[start of Quoted text]

The most widely used method to define drought is the threshold level method (TLM). The TLM is based on run theory and has two main advantages—(i) no a priori knowledge of probability distributions is required and (ii) it directly produces drought characteristics if the threshold is set according to drought-impacted sectors [9]. Because the TLM is convenient for identifying drought events, it is efficient for applying hydro-meteorological time series compared to other drought identification methods using a drought index like SPI and PDSI [23]. Wada et al. [24] applied the TLM to quantify the impact of human water consumption on intensity and frequency of hydrological drought worldwide over the period 1960–2010. Yoo et al. [25] employed the 3-month and 12-month moving averages as the threshold level and analyzed drought characteristics. Due to the simplicity and efficiency for defining drought, the TLM was used in this study to analyze the drought risk effectively. According to the TLM, the period during which rainfall is less than the predefined threshold is regarded as the drought duration and the accumulated sum of rainfall deficit volume during the duration is defined as the drought severity [26,27]. The period from the beginning of any drought event to the beginning of the next drought event is called interarrival time. Figure 2 illustrates the details of defining drought characteristics by applying the monthly threshold level.

[end of Quoted text]
[start of Data rows]

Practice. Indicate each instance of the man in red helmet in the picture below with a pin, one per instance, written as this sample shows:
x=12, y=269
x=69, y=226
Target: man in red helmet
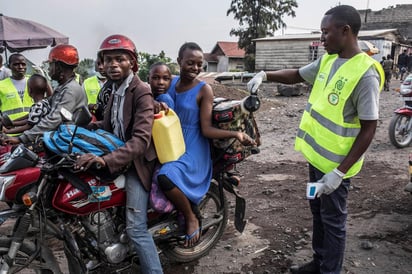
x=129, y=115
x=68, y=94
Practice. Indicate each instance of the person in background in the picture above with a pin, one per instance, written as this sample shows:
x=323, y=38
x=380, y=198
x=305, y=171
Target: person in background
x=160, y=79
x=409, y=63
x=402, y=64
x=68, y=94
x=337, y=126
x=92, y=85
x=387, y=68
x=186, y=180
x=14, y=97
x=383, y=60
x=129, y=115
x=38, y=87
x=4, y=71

[end of Data rows]
[start of Data rows]

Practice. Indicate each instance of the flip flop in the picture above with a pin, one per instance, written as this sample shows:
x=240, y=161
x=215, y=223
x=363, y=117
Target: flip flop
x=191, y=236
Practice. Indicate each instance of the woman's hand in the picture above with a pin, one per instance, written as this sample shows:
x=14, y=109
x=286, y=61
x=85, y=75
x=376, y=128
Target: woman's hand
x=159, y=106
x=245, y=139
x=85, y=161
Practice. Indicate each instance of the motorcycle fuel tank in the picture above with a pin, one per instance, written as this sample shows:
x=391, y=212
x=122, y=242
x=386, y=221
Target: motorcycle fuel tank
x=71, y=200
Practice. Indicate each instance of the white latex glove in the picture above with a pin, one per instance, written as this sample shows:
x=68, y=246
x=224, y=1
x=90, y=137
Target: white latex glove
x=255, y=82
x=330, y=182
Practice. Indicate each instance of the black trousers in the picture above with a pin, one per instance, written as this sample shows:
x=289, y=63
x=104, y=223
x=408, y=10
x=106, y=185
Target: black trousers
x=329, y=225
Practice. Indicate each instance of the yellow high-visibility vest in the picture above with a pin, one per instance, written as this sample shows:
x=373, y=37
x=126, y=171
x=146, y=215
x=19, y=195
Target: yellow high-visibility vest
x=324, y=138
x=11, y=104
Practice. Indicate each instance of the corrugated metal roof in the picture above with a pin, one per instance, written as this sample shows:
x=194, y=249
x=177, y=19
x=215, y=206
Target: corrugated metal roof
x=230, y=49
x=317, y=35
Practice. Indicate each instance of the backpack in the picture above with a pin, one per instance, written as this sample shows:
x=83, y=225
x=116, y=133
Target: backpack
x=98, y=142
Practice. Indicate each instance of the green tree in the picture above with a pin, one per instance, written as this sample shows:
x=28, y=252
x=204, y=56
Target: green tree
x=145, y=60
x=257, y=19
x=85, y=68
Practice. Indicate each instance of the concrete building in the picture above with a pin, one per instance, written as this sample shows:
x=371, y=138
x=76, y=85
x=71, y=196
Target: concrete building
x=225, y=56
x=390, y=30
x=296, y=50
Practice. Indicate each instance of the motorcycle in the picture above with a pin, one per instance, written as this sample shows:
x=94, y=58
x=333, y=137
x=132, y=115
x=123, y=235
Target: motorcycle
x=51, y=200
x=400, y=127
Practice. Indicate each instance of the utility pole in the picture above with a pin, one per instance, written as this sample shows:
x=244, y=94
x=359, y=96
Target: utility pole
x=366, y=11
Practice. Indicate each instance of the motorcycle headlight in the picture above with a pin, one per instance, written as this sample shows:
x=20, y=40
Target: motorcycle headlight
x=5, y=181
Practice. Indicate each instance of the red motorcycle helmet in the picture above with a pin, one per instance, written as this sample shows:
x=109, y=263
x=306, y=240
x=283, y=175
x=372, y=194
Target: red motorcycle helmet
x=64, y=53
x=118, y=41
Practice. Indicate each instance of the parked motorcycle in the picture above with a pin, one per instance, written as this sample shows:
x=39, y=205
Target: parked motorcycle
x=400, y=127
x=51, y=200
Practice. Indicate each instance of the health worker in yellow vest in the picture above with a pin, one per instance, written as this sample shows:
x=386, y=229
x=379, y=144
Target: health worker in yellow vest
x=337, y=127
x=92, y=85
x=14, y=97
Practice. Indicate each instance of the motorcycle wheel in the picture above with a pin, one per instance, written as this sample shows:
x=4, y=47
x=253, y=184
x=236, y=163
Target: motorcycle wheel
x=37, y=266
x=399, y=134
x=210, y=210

[end of Data rows]

### Exercise tasks
a: According to the drought passage, what is defined as the drought severity?
b: Say whether each statement agrees with the drought passage, giving yes or no and quoting the deciding words: (i) The TLM requires a priori knowledge of probability distributions. (ii) Wada et al. studied the period 1960–2010. (iii) Yoo et al. used 6-month moving averages as the threshold level.
c: List every term for which the drought passage gives a definition.

### Expected responses
a: The accumulated sum of rainfall deficit volume during the drought duration.

b:
(i) No: "no a priori knowledge of probability distributions is required"
(ii) Yes: "over the period 1960–2010"
(iii) No: "employed the 3-month and 12-month moving averages as the threshold level"

c: drought duration, drought severity, interarrival time